#### DATA RECORDS:

##########

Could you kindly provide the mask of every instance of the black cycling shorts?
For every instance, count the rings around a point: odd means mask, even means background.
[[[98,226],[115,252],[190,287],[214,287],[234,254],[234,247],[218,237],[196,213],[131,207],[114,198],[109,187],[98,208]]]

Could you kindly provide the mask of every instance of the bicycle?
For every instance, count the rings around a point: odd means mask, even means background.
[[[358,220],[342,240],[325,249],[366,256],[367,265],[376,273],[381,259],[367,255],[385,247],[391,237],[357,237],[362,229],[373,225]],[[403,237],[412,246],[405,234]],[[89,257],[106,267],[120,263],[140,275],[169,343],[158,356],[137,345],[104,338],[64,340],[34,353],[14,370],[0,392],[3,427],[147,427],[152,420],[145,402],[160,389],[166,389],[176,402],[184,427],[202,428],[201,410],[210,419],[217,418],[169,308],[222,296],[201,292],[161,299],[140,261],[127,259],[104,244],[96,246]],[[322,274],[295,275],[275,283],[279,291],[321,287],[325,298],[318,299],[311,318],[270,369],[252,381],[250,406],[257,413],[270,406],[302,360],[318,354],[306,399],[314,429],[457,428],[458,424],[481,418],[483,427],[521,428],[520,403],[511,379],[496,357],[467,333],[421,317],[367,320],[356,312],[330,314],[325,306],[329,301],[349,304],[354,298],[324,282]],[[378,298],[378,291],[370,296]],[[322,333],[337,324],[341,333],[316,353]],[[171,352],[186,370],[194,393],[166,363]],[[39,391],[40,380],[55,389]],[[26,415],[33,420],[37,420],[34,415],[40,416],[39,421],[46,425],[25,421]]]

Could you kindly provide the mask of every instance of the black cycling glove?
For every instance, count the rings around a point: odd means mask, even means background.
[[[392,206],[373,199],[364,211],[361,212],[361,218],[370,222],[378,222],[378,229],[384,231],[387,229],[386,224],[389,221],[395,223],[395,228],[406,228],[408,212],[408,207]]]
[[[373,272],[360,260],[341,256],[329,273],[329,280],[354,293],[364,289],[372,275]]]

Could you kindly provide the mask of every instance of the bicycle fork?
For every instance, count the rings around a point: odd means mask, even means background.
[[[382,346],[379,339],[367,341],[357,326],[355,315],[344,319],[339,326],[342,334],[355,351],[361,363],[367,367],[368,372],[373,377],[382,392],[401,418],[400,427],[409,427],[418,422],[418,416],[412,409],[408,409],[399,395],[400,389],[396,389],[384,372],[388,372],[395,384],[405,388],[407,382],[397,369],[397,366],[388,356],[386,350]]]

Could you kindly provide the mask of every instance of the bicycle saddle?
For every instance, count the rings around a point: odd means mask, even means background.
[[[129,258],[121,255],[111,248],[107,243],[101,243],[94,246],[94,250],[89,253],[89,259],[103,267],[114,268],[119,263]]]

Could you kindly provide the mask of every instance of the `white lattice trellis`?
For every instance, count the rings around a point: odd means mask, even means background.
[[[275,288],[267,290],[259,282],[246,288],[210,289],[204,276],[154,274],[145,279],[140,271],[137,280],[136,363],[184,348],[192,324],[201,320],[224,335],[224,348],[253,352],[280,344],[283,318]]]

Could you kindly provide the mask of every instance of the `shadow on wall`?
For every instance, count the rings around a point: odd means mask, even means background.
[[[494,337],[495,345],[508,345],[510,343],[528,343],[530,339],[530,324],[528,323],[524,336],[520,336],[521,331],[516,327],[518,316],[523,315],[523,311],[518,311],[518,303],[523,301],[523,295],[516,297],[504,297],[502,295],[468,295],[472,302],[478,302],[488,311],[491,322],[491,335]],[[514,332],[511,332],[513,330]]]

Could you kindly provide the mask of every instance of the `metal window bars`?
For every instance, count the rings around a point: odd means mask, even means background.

##########

#### DIRECTIVE:
Copy the entire listing above word for word, from its first line to its last.

#### FULL OUTPUT:
Could you kindly provide the mask of every instance of the black cycling shorts?
For every instance, count the rings around a point: odd means mask, even means background.
[[[98,226],[115,252],[190,287],[214,287],[234,254],[234,247],[218,237],[196,213],[131,207],[114,198],[109,187],[98,208]]]

Could you kindly provide the mask of every instance of the bicycle?
For every instance, count the rings around a point: odd means mask, even means background.
[[[358,220],[342,240],[325,249],[366,256],[367,265],[376,273],[381,259],[367,255],[385,247],[391,237],[357,237],[362,229],[373,225]],[[403,237],[412,246],[405,234]],[[89,257],[106,267],[120,263],[140,275],[169,343],[158,356],[137,345],[104,338],[64,340],[34,353],[14,370],[0,392],[3,427],[147,427],[152,420],[145,402],[160,389],[166,389],[176,402],[184,427],[202,428],[201,410],[210,419],[217,418],[169,308],[222,296],[201,292],[161,299],[140,261],[127,259],[104,244],[96,246]],[[322,274],[295,275],[275,283],[279,291],[321,287],[325,298],[318,299],[311,318],[270,369],[252,381],[250,406],[257,413],[270,406],[302,360],[318,354],[306,399],[314,429],[457,428],[458,424],[481,418],[483,427],[521,428],[520,403],[511,379],[496,357],[467,333],[421,317],[367,320],[356,312],[330,314],[325,306],[329,301],[349,304],[354,298],[324,282]],[[378,298],[378,291],[370,296]],[[322,333],[337,324],[341,333],[316,353]],[[171,352],[186,370],[194,393],[166,363]],[[39,391],[40,380],[55,389]],[[26,415],[33,420],[37,420],[34,415],[40,416],[39,421],[46,425],[25,421]]]

Could you kindly provide the mask of every instance of the black cycling glove?
For every instance, count the rings around a point: odd means mask, even means background.
[[[392,206],[373,199],[364,211],[361,212],[361,218],[370,222],[378,222],[378,229],[384,231],[387,229],[386,224],[389,221],[395,223],[395,228],[406,228],[408,212],[408,207]]]
[[[373,272],[360,260],[341,256],[329,273],[329,280],[354,293],[364,289],[372,275]]]

Could you kindly provide the mask of every instance of the bicycle fork?
For every instance, count the rings around a point: odd means mask, even means background.
[[[382,346],[379,339],[367,341],[357,326],[355,315],[344,319],[339,326],[342,334],[355,351],[361,363],[367,367],[368,372],[373,377],[382,392],[401,418],[400,427],[409,427],[418,422],[418,416],[412,409],[408,409],[399,395],[400,389],[396,389],[384,372],[388,372],[395,384],[405,388],[407,382],[397,369],[397,366],[388,356],[386,350]]]

Could you kindly provide the mask of every instance of the bicycle saddle?
For every instance, count the rings around a point: odd means mask, even means background.
[[[129,258],[121,255],[111,248],[107,243],[101,243],[94,246],[94,250],[89,253],[89,259],[103,267],[114,268],[119,263]]]

Could you kindly provide the mask of every instance of the `white lattice trellis`?
For every instance, count the rings around a point: odd means mask, even means background.
[[[275,288],[267,290],[259,282],[246,288],[210,289],[204,276],[154,274],[145,279],[140,271],[137,280],[136,363],[184,348],[192,324],[201,320],[224,335],[224,348],[253,352],[280,344],[283,318]]]

Could you kindly provide the mask of every instance of the `shadow on wall`?
For every instance, count the rings around a point: odd means mask, even means background.
[[[494,337],[495,345],[508,345],[510,343],[528,343],[530,339],[530,324],[528,323],[524,336],[520,336],[521,331],[516,327],[518,316],[523,315],[523,311],[518,311],[518,303],[523,301],[523,295],[516,297],[504,297],[502,295],[468,295],[472,302],[478,302],[488,311],[491,322],[491,335]],[[514,332],[511,332],[513,330]]]

Could you kindly provide the mask of every instance of the `metal window bars`?
For every instance, count the rings around a point: odd means mask, even means background.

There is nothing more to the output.